— begin MATERIALS PROVIDED —

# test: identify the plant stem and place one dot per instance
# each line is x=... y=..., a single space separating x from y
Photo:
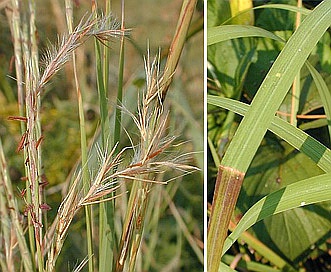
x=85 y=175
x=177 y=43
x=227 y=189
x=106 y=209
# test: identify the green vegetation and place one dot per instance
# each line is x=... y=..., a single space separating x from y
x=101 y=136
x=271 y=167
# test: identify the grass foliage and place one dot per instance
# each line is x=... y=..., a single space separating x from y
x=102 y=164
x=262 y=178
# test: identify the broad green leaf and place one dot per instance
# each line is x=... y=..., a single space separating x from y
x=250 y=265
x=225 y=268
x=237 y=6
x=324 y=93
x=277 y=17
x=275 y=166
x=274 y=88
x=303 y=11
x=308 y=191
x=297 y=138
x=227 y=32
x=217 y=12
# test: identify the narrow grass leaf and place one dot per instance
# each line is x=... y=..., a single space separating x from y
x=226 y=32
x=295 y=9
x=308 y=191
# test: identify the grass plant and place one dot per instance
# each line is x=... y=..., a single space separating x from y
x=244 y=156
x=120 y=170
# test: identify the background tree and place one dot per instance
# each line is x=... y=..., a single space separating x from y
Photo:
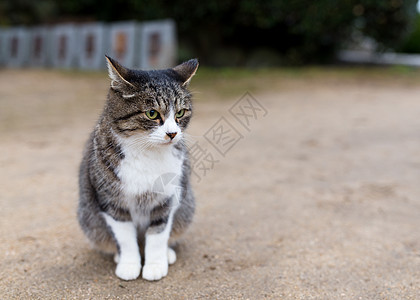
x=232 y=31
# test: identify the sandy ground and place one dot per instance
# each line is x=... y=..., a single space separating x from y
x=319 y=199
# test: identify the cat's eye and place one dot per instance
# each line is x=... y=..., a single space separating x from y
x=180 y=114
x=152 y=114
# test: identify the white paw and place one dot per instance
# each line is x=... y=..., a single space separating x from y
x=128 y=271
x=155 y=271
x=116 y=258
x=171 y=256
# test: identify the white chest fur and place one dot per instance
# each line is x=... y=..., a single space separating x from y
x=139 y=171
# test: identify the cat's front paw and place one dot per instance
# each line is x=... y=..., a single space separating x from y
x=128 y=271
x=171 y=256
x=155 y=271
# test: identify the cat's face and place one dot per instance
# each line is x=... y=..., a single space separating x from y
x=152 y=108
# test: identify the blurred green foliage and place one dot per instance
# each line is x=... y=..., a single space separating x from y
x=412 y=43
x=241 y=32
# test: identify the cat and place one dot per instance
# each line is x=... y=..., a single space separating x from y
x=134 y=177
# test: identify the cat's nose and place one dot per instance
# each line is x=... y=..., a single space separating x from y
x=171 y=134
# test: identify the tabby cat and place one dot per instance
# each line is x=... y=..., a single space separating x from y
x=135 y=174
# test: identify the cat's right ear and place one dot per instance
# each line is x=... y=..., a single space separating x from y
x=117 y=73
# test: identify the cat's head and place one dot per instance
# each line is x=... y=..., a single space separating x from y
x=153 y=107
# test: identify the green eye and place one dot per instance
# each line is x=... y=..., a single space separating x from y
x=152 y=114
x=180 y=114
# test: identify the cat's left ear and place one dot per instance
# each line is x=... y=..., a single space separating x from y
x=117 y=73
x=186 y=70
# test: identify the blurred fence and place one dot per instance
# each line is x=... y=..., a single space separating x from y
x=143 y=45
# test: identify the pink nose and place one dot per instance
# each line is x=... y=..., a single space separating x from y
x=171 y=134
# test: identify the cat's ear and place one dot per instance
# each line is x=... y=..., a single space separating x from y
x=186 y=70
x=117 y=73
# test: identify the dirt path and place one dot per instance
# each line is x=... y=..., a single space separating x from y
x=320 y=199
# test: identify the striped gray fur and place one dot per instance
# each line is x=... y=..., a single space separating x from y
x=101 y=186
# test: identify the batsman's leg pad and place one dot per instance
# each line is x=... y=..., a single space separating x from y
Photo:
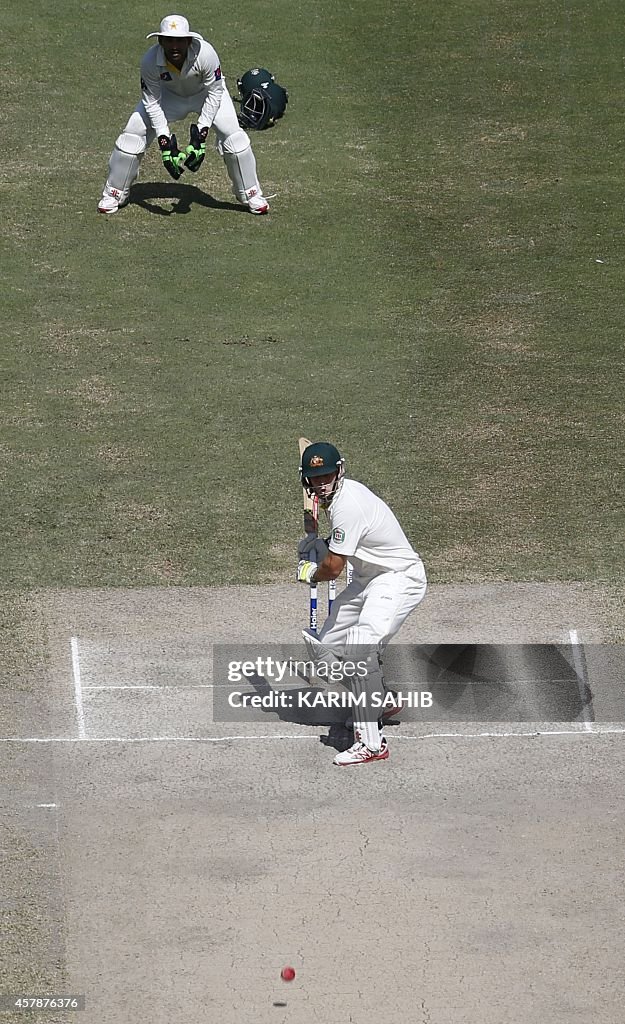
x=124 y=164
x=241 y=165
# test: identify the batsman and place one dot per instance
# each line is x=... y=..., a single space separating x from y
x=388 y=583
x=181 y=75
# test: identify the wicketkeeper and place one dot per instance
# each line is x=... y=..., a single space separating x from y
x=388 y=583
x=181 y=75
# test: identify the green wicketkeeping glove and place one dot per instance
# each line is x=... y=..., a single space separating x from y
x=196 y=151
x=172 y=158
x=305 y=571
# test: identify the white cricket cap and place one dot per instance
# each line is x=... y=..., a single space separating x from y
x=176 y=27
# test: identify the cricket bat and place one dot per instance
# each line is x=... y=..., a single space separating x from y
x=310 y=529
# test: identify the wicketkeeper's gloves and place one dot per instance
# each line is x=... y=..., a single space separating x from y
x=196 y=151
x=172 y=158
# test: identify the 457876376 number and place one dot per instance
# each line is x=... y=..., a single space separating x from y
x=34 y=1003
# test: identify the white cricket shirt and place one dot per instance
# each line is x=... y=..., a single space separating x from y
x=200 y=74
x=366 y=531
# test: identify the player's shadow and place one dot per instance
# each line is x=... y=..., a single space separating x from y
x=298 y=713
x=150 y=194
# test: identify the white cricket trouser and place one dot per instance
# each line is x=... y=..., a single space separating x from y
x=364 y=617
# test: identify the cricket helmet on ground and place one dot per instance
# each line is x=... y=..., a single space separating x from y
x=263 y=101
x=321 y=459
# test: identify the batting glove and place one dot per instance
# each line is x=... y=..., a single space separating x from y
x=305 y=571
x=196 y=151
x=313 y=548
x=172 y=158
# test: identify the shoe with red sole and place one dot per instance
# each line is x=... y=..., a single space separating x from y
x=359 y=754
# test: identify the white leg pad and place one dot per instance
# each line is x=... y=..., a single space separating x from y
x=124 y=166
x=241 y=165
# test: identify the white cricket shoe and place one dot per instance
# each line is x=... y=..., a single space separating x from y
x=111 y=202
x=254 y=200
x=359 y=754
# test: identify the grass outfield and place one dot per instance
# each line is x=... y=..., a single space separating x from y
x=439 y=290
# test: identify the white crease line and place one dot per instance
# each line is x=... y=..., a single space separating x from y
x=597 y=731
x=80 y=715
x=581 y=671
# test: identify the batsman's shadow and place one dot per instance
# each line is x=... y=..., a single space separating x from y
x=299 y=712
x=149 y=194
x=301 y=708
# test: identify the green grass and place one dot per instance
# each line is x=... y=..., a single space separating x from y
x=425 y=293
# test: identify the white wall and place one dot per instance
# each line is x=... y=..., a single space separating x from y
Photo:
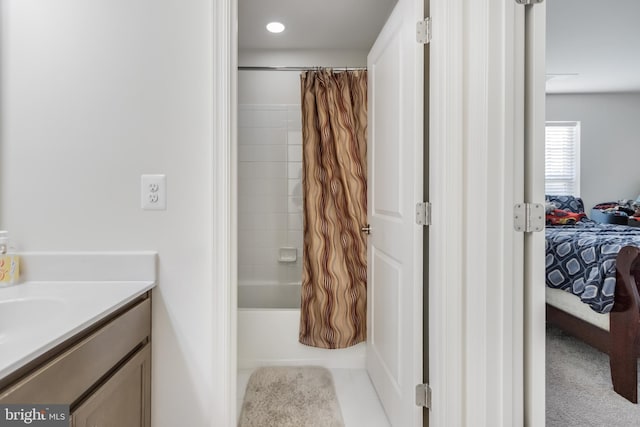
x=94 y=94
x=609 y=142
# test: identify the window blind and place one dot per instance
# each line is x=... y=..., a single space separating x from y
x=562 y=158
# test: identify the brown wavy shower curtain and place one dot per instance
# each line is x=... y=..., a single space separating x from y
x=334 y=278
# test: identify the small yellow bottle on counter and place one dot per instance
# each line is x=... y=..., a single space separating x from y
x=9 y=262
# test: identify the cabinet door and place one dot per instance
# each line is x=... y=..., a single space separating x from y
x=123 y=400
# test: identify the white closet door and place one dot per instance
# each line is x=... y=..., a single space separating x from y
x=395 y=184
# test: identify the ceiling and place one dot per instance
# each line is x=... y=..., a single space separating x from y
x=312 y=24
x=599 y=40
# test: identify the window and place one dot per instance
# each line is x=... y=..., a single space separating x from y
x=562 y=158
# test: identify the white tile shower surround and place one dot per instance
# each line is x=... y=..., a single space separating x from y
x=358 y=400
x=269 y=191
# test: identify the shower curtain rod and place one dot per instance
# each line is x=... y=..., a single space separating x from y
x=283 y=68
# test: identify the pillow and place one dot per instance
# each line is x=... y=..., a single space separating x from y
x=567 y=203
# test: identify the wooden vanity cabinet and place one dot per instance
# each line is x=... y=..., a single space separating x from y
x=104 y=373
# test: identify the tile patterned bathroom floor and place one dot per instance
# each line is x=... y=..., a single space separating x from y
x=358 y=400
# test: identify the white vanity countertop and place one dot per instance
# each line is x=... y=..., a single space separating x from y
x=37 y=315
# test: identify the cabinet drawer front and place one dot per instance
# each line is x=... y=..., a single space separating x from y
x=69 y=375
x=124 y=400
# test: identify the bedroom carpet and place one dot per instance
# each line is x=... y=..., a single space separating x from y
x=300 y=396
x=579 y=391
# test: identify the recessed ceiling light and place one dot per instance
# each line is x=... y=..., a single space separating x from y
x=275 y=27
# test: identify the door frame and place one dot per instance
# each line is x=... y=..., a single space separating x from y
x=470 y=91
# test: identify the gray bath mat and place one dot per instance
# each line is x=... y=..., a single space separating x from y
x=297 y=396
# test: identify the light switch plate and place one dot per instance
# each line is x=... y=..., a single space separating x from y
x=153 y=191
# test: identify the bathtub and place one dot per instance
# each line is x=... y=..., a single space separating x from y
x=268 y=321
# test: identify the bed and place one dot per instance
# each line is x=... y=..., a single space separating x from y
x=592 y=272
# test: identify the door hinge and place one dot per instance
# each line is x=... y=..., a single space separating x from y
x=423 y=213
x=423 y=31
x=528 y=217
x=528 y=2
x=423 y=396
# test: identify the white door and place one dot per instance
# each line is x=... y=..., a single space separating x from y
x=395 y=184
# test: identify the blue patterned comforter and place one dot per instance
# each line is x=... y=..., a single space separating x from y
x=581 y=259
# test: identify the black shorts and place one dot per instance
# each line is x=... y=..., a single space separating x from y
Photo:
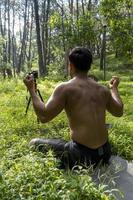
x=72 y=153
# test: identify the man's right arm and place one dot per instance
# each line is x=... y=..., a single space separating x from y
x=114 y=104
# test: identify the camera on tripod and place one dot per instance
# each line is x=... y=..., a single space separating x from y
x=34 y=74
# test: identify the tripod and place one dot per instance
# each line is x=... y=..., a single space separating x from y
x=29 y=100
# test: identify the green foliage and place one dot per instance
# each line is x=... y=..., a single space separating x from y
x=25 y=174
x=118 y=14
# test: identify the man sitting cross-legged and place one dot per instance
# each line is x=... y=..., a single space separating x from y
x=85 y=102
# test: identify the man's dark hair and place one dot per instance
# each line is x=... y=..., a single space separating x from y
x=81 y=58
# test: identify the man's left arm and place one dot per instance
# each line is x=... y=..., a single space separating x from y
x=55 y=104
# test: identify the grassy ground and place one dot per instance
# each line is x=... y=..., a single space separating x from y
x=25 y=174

— end MATERIALS PROVIDED —

### THE REQUEST
Copy everything from the line containing "# test: identify the white crease" down to the line containing "x=425 y=293", swapping "shadow" for "silhouette" and leaving every other detail untouched.

### CORRECT ANSWER
# test: identify the white crease line and place one dot per instance
# each line is x=... y=..., a single space separating x from y
x=597 y=731
x=80 y=715
x=581 y=671
# test: identify the batsman's silhouette and place one dot per instance
# each line is x=... y=..., a single space separating x from y
x=299 y=712
x=149 y=194
x=301 y=708
# test: identify the green grass and place one dot per instance
# each line is x=... y=..., a single space separating x from y
x=425 y=293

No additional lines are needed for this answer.